▶ **ENTRIES**
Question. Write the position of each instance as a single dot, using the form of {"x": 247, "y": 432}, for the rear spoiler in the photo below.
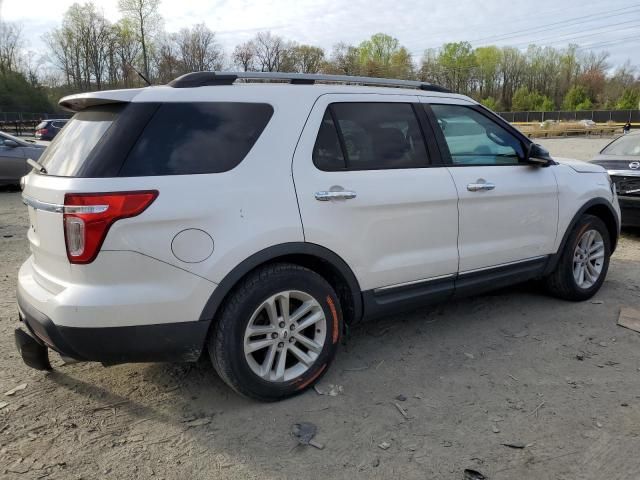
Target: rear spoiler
{"x": 80, "y": 101}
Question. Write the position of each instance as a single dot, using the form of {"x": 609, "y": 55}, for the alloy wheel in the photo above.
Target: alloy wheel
{"x": 285, "y": 336}
{"x": 588, "y": 259}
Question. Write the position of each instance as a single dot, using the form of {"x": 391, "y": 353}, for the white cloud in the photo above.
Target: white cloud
{"x": 417, "y": 24}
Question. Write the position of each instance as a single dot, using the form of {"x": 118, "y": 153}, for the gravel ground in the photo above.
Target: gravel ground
{"x": 514, "y": 367}
{"x": 576, "y": 147}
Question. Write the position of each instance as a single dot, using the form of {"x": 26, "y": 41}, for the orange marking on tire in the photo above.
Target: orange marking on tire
{"x": 309, "y": 380}
{"x": 336, "y": 330}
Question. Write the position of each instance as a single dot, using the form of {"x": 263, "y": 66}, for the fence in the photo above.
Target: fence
{"x": 598, "y": 116}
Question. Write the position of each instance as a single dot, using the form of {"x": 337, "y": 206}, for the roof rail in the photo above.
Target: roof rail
{"x": 201, "y": 79}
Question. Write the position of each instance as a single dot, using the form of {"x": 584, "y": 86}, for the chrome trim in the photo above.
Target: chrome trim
{"x": 414, "y": 282}
{"x": 44, "y": 206}
{"x": 624, "y": 173}
{"x": 325, "y": 196}
{"x": 86, "y": 208}
{"x": 480, "y": 187}
{"x": 57, "y": 208}
{"x": 539, "y": 257}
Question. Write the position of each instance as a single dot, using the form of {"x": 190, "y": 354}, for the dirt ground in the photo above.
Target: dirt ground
{"x": 517, "y": 367}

▶ **THE PROBLEM**
Change "single dot" to "single point" in all of the records, keep everything else the same, and write them out again without the pictures.

▶ **WRITTEN RESPONSE**
Question. Write the position of each instance as a single point, using the form of {"x": 247, "y": 432}, for the rear spoiler in the photo below.
Target: rear spoiler
{"x": 80, "y": 101}
Question. Write the position of each instance as a single point, using the form of {"x": 609, "y": 55}, for the alloy wheel in the photo above.
Target: alloy wheel
{"x": 285, "y": 336}
{"x": 588, "y": 259}
Question. Write the position of each instance as a single point, using the form of {"x": 391, "y": 353}, for the white cloud in the photo above.
Target: white cloud
{"x": 417, "y": 24}
Question. Write the position of each instance as a single point, using the form of {"x": 118, "y": 153}, for the gravel ground in the photo above.
Target: gravel ground
{"x": 514, "y": 367}
{"x": 576, "y": 147}
Question. Write the position of each instance as a single point, using the form of {"x": 26, "y": 41}, for the orange marking on tire in the photo above.
Target: orange marking on tire
{"x": 309, "y": 380}
{"x": 336, "y": 330}
Question. Write the position of each instance as a single point, using the form of {"x": 263, "y": 66}, for the fence in the photo above.
Target: fence
{"x": 598, "y": 116}
Question. Write the position of each instance as a single point, using the form of {"x": 337, "y": 206}, for the roof rail in the photo above.
Target: roof rail
{"x": 201, "y": 79}
Question. Write the position of each instance as a single point, using the form of {"x": 584, "y": 86}, for the chrome trim in the photo above.
Target: chrome trim
{"x": 414, "y": 282}
{"x": 44, "y": 206}
{"x": 624, "y": 173}
{"x": 325, "y": 196}
{"x": 86, "y": 208}
{"x": 480, "y": 187}
{"x": 57, "y": 208}
{"x": 539, "y": 257}
Question. Write the position of each instance as a single point, using the form of {"x": 190, "y": 354}, for the dirt ground in the photo above.
Target: dirt ground
{"x": 517, "y": 367}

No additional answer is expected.